Required work: Reproduce all of the data below verbatim, keeping every line from the first to the last.

Entries:
============================================================
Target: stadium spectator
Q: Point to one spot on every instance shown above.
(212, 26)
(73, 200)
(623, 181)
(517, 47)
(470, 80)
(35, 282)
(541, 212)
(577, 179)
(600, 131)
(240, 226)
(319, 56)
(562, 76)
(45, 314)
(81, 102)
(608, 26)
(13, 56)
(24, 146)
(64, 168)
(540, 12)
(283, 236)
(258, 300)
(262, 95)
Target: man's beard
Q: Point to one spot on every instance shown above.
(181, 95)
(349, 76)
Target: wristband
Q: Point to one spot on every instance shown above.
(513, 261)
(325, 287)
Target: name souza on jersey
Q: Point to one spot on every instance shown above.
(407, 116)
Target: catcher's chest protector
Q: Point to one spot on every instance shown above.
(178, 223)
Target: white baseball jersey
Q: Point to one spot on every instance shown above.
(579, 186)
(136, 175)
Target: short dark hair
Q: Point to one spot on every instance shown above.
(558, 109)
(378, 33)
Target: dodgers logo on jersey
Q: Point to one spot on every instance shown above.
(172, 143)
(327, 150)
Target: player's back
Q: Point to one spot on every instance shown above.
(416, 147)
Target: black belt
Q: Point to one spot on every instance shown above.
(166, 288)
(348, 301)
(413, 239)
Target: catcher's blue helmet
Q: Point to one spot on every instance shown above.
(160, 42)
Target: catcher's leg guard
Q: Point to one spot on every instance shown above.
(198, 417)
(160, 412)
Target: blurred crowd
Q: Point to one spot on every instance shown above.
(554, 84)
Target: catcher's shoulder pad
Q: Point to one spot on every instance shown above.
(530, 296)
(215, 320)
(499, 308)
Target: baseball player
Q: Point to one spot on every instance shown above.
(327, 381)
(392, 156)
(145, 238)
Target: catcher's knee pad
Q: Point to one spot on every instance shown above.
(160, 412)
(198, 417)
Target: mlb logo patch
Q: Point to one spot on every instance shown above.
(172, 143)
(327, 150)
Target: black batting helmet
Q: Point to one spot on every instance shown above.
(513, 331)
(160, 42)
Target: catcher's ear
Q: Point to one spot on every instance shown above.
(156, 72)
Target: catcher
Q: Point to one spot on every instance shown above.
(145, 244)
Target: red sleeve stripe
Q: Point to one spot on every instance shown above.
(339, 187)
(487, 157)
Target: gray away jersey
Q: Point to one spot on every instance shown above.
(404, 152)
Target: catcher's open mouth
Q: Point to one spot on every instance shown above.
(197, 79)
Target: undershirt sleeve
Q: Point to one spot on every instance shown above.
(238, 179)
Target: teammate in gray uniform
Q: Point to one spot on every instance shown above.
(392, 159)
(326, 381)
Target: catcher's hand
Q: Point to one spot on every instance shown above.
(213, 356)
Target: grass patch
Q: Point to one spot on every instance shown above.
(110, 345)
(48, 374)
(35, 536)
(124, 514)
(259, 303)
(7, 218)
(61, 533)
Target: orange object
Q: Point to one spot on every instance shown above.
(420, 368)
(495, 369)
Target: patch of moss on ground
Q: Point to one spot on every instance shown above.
============================================================
Result of this task:
Target: stadium spectator
Q: Point to one spot on every instance shown above.
(212, 26)
(73, 200)
(623, 181)
(517, 47)
(470, 80)
(35, 282)
(541, 212)
(577, 179)
(600, 131)
(240, 226)
(319, 56)
(562, 76)
(45, 314)
(81, 102)
(608, 26)
(13, 56)
(24, 146)
(64, 168)
(540, 12)
(283, 236)
(258, 300)
(262, 95)
Target: man's beard
Q: Point to one spot on every instance shown above.
(181, 95)
(349, 76)
Target: wristband
Q: Point to one spot on every instance shown above.
(513, 261)
(325, 287)
Target: name souza on jersey
Q: Point to one spot on every instance shown above.
(407, 116)
Target: catcher's chest protector
Q: Point to one spot on every instance shown above.
(178, 223)
Target: white baseball jersey
Q: Point to one spot on every instance shown above.
(579, 186)
(136, 175)
Target: short dark hair
Q: Point to one spot on every instance shown above.
(558, 109)
(378, 33)
Target: dodgers logo on jersey
Q: Point to one spot on every instance shown above.
(172, 143)
(327, 150)
Target: player's back
Q: Point to one spot on every instance shown above.
(416, 147)
Target: black belt
Q: Point to one spot on every instance shown above.
(166, 288)
(348, 301)
(413, 239)
Target: catcher's blue helmet
Q: Point to one spot on every instance shown above.
(160, 42)
Target: catcher's leg guard
Q: Point to one spot on every instance shown above.
(198, 417)
(160, 412)
Target: blurred crowd
Q: Point to one spot on every instance shown above.
(554, 84)
Target: catcher's shoulder pad
Q: Point to one spot on every instance shown above.
(530, 296)
(215, 320)
(499, 308)
Target: baseball player
Q: Point to one spot on every instance shown above.
(327, 381)
(392, 156)
(145, 238)
Target: catcher's knee pad
Q: Point to one spot on every instance shown above.
(160, 412)
(198, 417)
Target: mlb logo patch
Q: Point to one spot on every instance shown above.
(172, 143)
(327, 150)
Target: black batting helmet
Q: Point to one spot on every instance shown above.
(513, 331)
(160, 42)
Target: catcher's ear
Q: Point to one spot on every instance shown above.
(156, 72)
Target: catcher
Q: Point to one spot on every instance shown above.
(145, 244)
Target: red sleeve stripe
Q: Point to one spot on every instance shown above.
(339, 187)
(487, 157)
Target: gray away jersey
Q: Point to one spot on every instance shown above.
(404, 152)
Target: catcher's open mouth
Q: Point to one spot on every instance shown above.
(197, 79)
Target: undershirt sleeve
Q: Point to one spot on every instance shown above.
(238, 179)
Target: teammate in gray uniform
Q: Point to one spot on every instance shown above.
(392, 159)
(326, 381)
Target: catcher's hand
Q: Point to one spot on every instance shown above.
(213, 356)
Target: grass patch
Q: Point to one spot on every instance shown above.
(110, 345)
(48, 374)
(35, 536)
(124, 514)
(259, 303)
(7, 218)
(61, 533)
Target: orange object
Q: Point to one spot on every instance shown above.
(420, 368)
(495, 369)
Target: patch of moss on ground
Q: Point to one spot on every instance shown above.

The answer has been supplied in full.